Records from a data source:
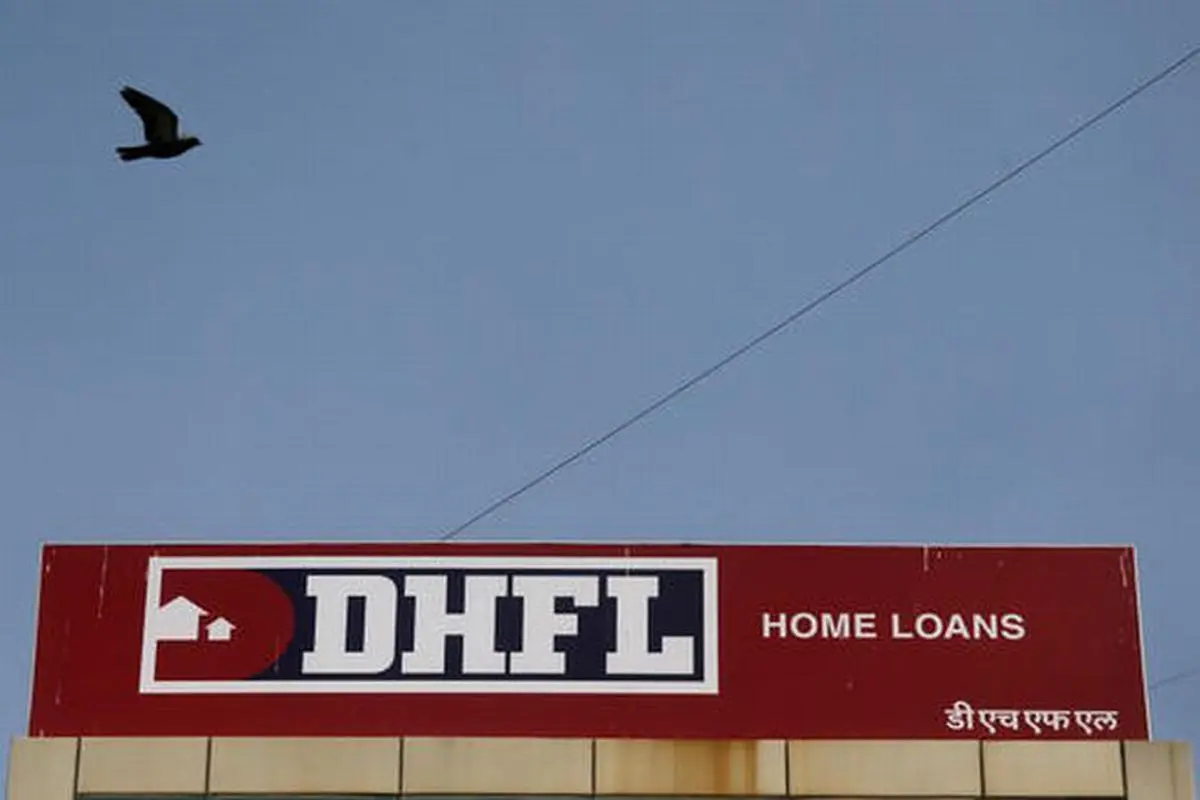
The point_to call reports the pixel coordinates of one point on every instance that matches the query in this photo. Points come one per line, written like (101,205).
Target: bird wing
(160,122)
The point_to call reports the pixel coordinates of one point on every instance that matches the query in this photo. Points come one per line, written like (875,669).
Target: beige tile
(135,765)
(497,765)
(690,767)
(42,769)
(1059,769)
(846,768)
(303,765)
(1159,770)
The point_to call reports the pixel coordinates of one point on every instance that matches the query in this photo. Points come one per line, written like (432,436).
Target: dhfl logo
(430,624)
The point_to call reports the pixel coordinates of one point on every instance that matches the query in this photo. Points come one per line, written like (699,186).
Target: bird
(161,127)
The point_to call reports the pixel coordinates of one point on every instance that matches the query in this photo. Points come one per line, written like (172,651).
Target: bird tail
(132,154)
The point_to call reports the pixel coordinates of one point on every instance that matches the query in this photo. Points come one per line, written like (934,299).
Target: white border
(707,566)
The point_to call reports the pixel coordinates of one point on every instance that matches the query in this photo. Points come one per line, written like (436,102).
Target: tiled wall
(65,769)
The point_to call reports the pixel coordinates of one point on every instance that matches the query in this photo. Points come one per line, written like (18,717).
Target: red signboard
(766,642)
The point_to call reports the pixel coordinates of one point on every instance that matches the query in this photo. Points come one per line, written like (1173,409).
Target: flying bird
(161,128)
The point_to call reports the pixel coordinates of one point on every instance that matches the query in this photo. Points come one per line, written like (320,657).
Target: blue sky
(430,248)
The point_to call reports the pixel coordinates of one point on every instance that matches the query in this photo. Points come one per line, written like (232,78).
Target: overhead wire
(909,241)
(1180,677)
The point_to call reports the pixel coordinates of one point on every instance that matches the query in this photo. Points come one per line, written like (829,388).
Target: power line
(912,239)
(1174,679)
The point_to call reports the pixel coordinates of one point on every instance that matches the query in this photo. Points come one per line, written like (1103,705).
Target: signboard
(799,642)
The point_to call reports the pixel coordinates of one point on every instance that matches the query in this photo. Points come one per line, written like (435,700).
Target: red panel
(1071,643)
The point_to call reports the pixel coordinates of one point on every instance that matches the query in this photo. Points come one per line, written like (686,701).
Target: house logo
(180,621)
(430,625)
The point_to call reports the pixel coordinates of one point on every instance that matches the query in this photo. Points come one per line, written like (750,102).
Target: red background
(1083,650)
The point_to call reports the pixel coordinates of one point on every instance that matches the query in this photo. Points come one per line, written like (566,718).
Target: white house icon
(180,621)
(220,630)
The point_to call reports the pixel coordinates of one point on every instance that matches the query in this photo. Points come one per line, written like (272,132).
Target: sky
(429,250)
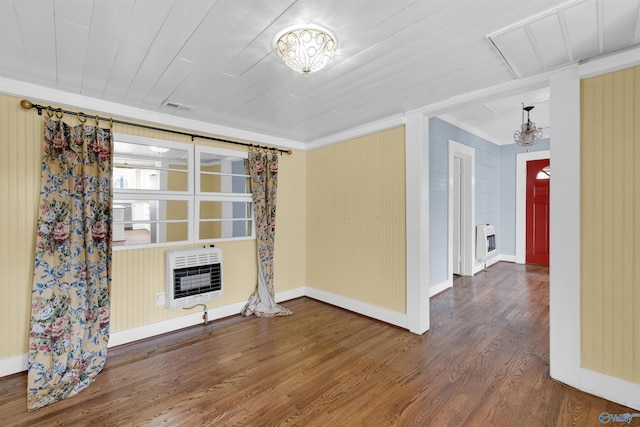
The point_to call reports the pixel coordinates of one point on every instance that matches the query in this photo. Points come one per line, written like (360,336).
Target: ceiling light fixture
(529,133)
(306,49)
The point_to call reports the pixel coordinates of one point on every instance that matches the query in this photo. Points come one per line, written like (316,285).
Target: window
(167,192)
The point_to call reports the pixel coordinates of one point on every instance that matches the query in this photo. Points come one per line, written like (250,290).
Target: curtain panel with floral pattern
(263,170)
(69,328)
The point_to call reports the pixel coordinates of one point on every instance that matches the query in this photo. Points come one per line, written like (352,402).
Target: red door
(537,233)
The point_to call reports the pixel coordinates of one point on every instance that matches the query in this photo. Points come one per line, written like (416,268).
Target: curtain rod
(27,105)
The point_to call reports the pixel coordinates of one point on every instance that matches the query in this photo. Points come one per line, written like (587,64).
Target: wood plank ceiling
(214,61)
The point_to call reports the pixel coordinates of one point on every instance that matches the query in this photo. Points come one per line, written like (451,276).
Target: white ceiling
(215,59)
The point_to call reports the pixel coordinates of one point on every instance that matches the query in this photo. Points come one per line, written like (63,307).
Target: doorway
(461,210)
(521,190)
(537,223)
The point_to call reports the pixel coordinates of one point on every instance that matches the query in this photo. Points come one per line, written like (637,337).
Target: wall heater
(485,241)
(194,276)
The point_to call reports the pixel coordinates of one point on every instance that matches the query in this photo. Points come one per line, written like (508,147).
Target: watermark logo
(606,418)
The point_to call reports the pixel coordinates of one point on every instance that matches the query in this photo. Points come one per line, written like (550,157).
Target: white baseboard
(507,258)
(610,388)
(379,313)
(436,289)
(15,364)
(490,261)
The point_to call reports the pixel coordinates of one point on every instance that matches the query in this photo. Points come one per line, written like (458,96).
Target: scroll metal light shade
(306,49)
(529,133)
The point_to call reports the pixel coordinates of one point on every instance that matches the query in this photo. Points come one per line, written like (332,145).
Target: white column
(417,221)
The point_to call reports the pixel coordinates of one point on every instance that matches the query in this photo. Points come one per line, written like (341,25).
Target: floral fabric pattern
(263,169)
(70,297)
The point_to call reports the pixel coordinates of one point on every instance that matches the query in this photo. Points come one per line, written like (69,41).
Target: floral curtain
(263,169)
(70,297)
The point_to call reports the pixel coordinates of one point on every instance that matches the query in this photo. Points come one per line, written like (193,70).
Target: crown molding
(366,129)
(81,102)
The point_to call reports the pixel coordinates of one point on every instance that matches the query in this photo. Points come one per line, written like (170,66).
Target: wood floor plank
(485,362)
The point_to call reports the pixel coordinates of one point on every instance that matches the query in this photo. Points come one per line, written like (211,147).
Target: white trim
(14,364)
(19,363)
(440,287)
(417,222)
(375,312)
(439,108)
(194,318)
(507,258)
(610,388)
(468,155)
(66,99)
(366,129)
(521,200)
(464,126)
(564,274)
(612,62)
(477,268)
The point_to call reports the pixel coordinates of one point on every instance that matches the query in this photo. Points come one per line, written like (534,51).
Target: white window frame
(201,196)
(192,195)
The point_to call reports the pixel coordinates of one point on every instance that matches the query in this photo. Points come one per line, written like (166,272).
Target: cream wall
(138,274)
(610,224)
(356,220)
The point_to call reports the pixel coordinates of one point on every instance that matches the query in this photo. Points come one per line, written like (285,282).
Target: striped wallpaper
(138,274)
(610,224)
(356,220)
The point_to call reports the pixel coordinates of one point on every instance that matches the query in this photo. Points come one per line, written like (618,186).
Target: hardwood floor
(485,362)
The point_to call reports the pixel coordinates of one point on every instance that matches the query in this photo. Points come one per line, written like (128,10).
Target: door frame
(468,194)
(521,200)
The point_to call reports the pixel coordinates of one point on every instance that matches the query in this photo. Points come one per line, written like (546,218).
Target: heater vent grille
(194,276)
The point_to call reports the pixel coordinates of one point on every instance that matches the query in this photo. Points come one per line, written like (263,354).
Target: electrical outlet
(160,298)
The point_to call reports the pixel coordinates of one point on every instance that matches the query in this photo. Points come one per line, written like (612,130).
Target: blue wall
(495,190)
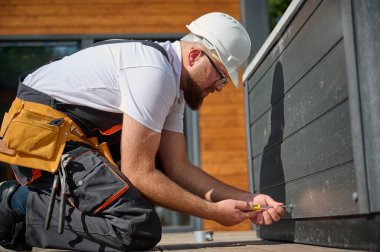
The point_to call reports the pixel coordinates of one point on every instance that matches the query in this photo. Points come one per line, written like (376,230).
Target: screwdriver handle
(258,207)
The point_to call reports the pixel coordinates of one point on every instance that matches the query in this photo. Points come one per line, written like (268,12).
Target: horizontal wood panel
(321,32)
(105,17)
(317,92)
(227,156)
(223,144)
(216,133)
(225,168)
(222,109)
(222,121)
(93,20)
(321,145)
(106,8)
(327,193)
(41,30)
(96,2)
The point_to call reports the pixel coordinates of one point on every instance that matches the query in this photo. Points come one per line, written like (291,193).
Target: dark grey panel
(255,18)
(320,145)
(326,193)
(367,29)
(296,24)
(317,92)
(321,32)
(353,232)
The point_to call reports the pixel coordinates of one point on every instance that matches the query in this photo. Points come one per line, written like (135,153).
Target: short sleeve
(147,95)
(174,121)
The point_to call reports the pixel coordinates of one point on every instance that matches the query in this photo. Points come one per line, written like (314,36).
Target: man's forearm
(202,184)
(163,191)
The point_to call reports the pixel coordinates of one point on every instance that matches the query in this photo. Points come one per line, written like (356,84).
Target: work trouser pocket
(93,183)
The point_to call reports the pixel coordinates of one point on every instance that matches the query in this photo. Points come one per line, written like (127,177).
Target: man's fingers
(267,218)
(243,206)
(274,214)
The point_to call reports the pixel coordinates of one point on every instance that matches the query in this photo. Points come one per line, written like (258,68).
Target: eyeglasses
(222,81)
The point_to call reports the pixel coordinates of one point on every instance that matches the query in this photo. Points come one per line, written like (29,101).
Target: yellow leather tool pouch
(33,139)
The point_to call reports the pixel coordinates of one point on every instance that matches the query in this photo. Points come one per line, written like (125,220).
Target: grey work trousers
(130,223)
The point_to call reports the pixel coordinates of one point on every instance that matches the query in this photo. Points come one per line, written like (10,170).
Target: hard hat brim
(234,75)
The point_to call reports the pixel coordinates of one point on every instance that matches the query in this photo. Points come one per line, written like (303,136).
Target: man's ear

> _Stated task_
Beginning with the line that contains "written like (314,36).", repeat every line through the end of the records and nothing more.

> _Final answer_
The point_to call reports the pixel coordinates of one point on every instance that matches the query in this photo. Points come one per line, written like (314,36).
Target: man's forearm
(202,184)
(163,191)
The point_to call reports the pixel coordinates of one point on every instance that matches the query in this photo. Points come one per line, written like (356,84).
Target: work trouser pocket
(93,183)
The point_to call reports the pixel coordinates of one point on every instance that matches the query in this photo. Points come one per line, written like (127,177).
Target: man's fingers
(267,218)
(243,206)
(274,214)
The point_to call reports the pixel coordinates of one point on every instance that matches the query in this photo. Points come one per line, written like (258,68).
Target: eyeglasses
(222,81)
The point_to call reports the pixel coordinates of one point on every instance that matches the query in this photo. Points come one per line, written like (29,101).
Target: yellow leather tool pouch
(33,139)
The point_to call reports the pixel coordinates of one point on every instance that matches the query in this photo. Points come one per line, written like (125,220).
Target: grey work trousers
(130,223)
The point_to call reports the pixel coordinates of one point on every instance that matches the query in this photo. Points come one per line, written like (10,170).
Target: hard hat brim
(234,75)
The point_to call reports the pixel coordinates of one point on every instance that matches the query in this photo. Points come one per line, written like (303,136).
Target: man's ear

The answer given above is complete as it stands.